• [Consigne]:
Recopiez le texte sur le réseau ferré depuis les mots « Le réseau ferré » jusqu'à « exploitants du réseau. » inclus, en substituant « gestionnaires » à « exploitants ».

• [Texte fourni]:
►
Le réseau ferré a beaucoup évolué ces dernières années. Il joue un rôle très important dans le domaine du transport dans le monde et notamment en France. Ceci se traduit par un réseau ferroviaire de plus en plus saturé. Les pièces constituant les voies (rails, cœurs de voie…) subissent des sollicitations de plus en plus élevées : nombre de trains, densité de trafic, vitesses et chargement plus élevées. Ainsi les opérations de maintenance sur les voies sont plus nombreuses et engendrent des pertes économiques considérable pour les exploitants du réseau.
Le projet TTSA (Track Train System Availability – disponibilité de l’infrastructure ferroviaire) recherche et teste des solutions susceptibles d’optimiser la disponibilité de l’infrastructure ferroviaire : prolonger la durée de vie des rails, des soudures, aiguillages et cœurs de voies. Ce projet s’inscrit dans le cadre du pole de compétitivité i-Trans. Il regroupe des industriels et des laboratoires de recherche. Le pilotage d’ensemble est assuré par Eurotunnel. L’intérêt d’Eurotunnel pour ce projet est lié à la densité du trafic sur son réseau qui est parmi les plus importantes au monde.
Contexte scientifique et industriel : Les cœurs de voie
Contexte industriel
Définition des cœurs de voie
Les cœurs de voie sont des pièces moulées monobloc de grandes masse (1 à 3 t) et dimensions (3 à 12 m) , en acier austénitique au manganèse de nuance Hadfield. Ils constituent la partie centrale des aiguillages ferroviaires . Ce sont parmi les pièces les plus sollicitées du réseau ferroviaire. La figure suivante présente quelques exemples de cœurs de voie réalisés par Outreau Technologie (OT), pour les réseaux ferroviaires interurbains ou citadins (métro, RER).
Sollicitations des cœurs de voie
A titre indicatif, le trafic sur un réseau ferré comme EUROTUNNEL est très important, et varié : passage des trains de voyageurs, des TGV, des navettes de transports de véhicules et des trains de marchandises. Le passage répété des roues des voitures de trains se traduit par des sollicitations cycliques engendrant des chocs et des frottements, avec comme conséquences potentielles des usures prématurées et des phénomènes de fatigue. Il faut noter que la force exercée par le passage d’une roue sur le cœur de voie atteint 250 kN, avec un nombre de cycles estimé à 10⁷ (subi avant la première opération de maintenance). Le trafic ferroviaire interurbain impose à ces pièces des sollicitations très variées et élevées:
• Trains pouvant aller jusqu’à 280 km/h (TGV).
• Fréquence : trafic cumulé pouvant atteindre 20.10⁵ kN/jour.
• Charge à l’essieu jusqu’à 250 kN.
Dans des conditions environnementales très variables :
• Variations de température saisonnières : grosses chaleurs de l’été, froid de l’hiver
• Variations hygrométriques : pluie, neige,
• Agressions mécaniques : sable…, chimiques : sel…
Il est ainsi très difficile d’établir un chargement « typique » pour les cœurs de voie en général. Du reste, le véritable chargement d’un cœur de voie, même faisant l’objet d’un suivi régulier, dans une configuration connue, n’est pas une donnée connue, même si certains travaux récents de la littérature ont visé à l’évaluer .
◄
• [Données fournies]:
►
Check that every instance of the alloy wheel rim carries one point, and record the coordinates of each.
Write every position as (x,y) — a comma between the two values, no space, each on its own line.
◄
• [Résultat de l'exercice]:
Le réseau ferré a beaucoup évolué ces dernières années. Il joue un rôle très important dans le domaine du transport dans le monde et notamment en France. Ceci se traduit par un réseau ferroviaire de plus en plus saturé. Les pièces constituant les voies (rails, cœurs de voie…) subissent des sollicitations de plus en plus élevées : nombre de trains, densité de trafic, vitesses et chargement plus élevées. Ainsi les opérations de maintenance sur les voies sont plus nombreuses et engendrent des pertes économiques considérable pour les gestionnaires du réseau.